##### Dataset

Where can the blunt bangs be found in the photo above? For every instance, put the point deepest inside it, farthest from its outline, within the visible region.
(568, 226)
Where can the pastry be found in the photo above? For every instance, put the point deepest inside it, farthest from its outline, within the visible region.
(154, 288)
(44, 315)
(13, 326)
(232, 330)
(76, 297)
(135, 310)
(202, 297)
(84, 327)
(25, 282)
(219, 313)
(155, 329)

##########
##### Dataset

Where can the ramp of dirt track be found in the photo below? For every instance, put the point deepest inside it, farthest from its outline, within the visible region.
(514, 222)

##########
##### Dataset

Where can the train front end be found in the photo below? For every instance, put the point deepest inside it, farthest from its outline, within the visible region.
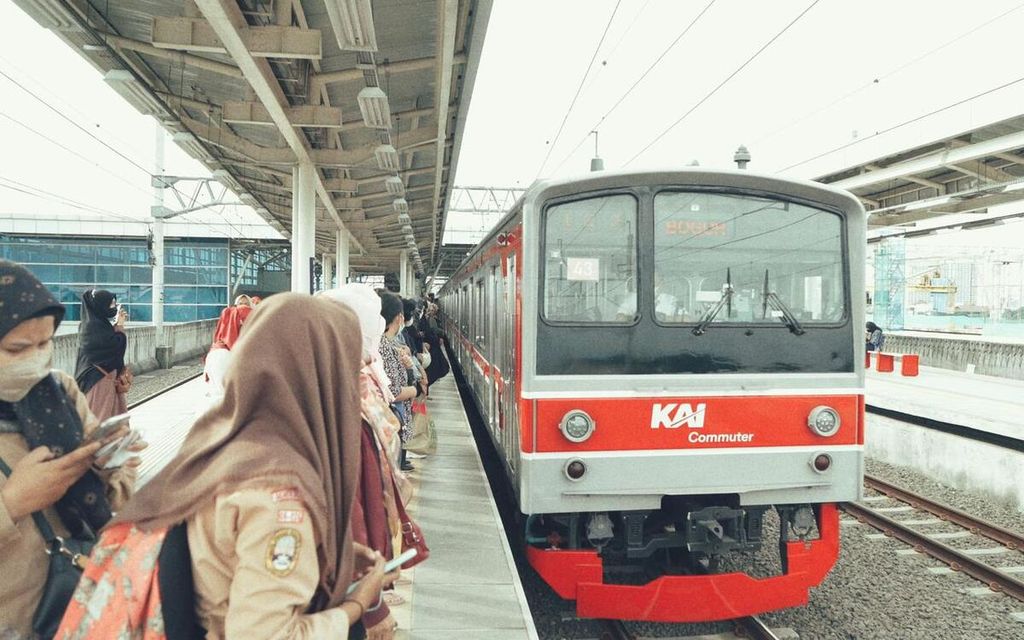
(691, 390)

##########

Given problem:
Gather every line of the records that contains the word "above" and list those lines in order.

The solution:
Where can the blunt bangs be found in the photo above? For every instance, put the point deepest inside it, farthest from its outline, within the visible region.
Where can the pastry be found in the photo above? For every instance, put the point deepest inside it, farthest from its outline, within the visible region.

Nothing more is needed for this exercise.